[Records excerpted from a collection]
· · · ·

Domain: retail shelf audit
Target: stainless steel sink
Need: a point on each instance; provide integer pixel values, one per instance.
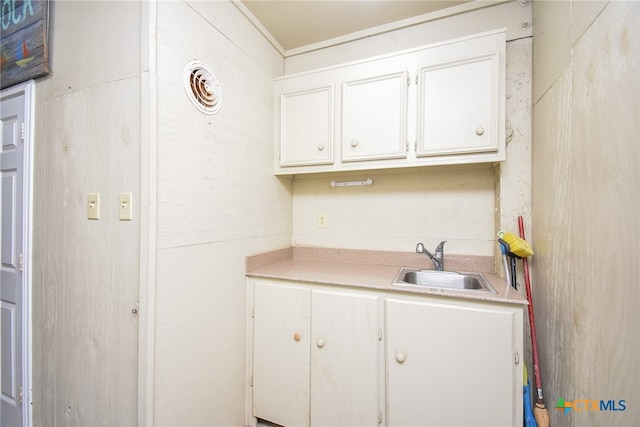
(462, 281)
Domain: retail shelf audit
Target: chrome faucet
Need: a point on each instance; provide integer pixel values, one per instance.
(438, 258)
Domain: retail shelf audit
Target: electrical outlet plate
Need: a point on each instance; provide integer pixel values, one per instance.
(126, 212)
(93, 206)
(322, 220)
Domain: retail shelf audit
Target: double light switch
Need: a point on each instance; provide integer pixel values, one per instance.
(124, 206)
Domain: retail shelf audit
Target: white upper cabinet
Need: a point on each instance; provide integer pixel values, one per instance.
(374, 117)
(306, 123)
(437, 105)
(458, 99)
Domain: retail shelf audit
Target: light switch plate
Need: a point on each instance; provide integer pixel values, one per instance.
(93, 206)
(126, 212)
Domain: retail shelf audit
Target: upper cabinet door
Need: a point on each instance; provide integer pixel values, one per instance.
(374, 117)
(307, 126)
(458, 106)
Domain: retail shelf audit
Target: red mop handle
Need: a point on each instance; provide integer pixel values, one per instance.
(532, 324)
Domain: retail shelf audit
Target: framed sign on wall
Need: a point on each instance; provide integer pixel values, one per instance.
(23, 41)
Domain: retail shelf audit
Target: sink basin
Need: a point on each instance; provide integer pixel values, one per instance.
(443, 280)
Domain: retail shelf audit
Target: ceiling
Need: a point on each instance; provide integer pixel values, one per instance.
(297, 23)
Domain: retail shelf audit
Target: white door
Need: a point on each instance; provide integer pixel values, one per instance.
(344, 359)
(13, 286)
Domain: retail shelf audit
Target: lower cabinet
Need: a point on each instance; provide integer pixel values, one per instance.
(451, 364)
(330, 356)
(315, 356)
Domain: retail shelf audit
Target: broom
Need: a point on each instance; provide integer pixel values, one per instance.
(540, 411)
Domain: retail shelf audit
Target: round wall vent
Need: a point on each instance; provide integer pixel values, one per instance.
(203, 89)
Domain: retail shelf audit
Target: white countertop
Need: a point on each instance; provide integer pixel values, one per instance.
(373, 276)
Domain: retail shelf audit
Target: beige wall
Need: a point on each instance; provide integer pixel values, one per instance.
(218, 201)
(85, 273)
(114, 117)
(466, 207)
(585, 211)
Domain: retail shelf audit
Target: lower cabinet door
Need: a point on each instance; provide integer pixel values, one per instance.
(281, 353)
(345, 365)
(450, 364)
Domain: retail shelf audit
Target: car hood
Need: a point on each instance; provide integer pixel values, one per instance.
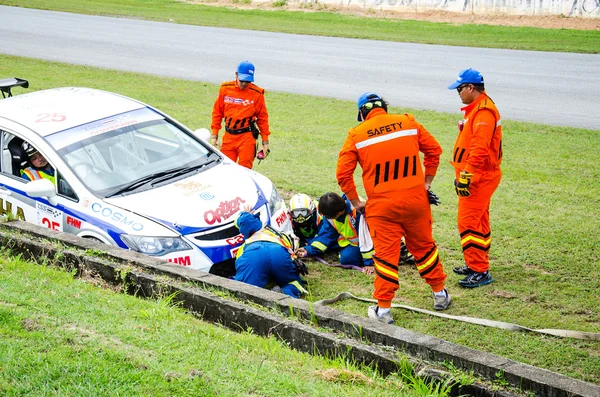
(205, 200)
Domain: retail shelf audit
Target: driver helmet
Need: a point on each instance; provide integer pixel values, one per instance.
(302, 207)
(29, 149)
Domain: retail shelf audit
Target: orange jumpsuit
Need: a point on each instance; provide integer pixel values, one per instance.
(387, 148)
(478, 150)
(239, 108)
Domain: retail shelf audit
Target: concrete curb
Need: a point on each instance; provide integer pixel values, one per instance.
(149, 276)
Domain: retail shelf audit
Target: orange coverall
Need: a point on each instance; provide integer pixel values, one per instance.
(478, 150)
(387, 148)
(239, 108)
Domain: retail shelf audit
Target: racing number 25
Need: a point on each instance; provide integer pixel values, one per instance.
(50, 117)
(51, 224)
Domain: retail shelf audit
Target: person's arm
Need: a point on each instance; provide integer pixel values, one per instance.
(262, 120)
(217, 117)
(347, 160)
(321, 242)
(484, 125)
(432, 151)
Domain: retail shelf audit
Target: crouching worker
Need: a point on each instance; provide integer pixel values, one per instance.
(340, 232)
(306, 220)
(267, 255)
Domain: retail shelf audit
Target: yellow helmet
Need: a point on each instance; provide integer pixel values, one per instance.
(302, 207)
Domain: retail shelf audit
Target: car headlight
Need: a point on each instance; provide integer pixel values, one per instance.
(275, 201)
(156, 246)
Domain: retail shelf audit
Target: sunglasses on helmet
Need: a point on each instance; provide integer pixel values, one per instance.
(301, 214)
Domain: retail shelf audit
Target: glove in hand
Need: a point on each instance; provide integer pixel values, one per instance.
(433, 198)
(301, 267)
(462, 185)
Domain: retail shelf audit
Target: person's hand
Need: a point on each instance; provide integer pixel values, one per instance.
(462, 184)
(433, 198)
(301, 253)
(359, 204)
(214, 140)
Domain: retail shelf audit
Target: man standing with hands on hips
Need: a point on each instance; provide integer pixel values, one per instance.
(242, 104)
(387, 147)
(476, 159)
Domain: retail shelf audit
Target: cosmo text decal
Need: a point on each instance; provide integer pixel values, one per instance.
(225, 210)
(114, 215)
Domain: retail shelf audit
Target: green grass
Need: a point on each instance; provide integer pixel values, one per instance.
(333, 24)
(546, 242)
(66, 337)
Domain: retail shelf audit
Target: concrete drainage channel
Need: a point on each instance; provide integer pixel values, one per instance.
(149, 277)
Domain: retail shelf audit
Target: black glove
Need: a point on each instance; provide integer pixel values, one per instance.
(300, 267)
(462, 185)
(433, 198)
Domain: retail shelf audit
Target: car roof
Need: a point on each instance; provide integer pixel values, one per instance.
(48, 111)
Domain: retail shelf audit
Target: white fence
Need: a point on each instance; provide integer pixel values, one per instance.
(573, 8)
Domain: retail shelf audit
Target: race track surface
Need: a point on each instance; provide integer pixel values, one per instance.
(542, 87)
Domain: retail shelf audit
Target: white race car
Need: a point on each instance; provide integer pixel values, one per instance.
(128, 175)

· · · ·

**Exercise prompt**
Each line in the data that holds the string "cabinet" must be returned.

**Solution to this task**
Target: white upper cabinet
Target: upper cabinet door
Target: lower cabinet
Target: lower cabinet door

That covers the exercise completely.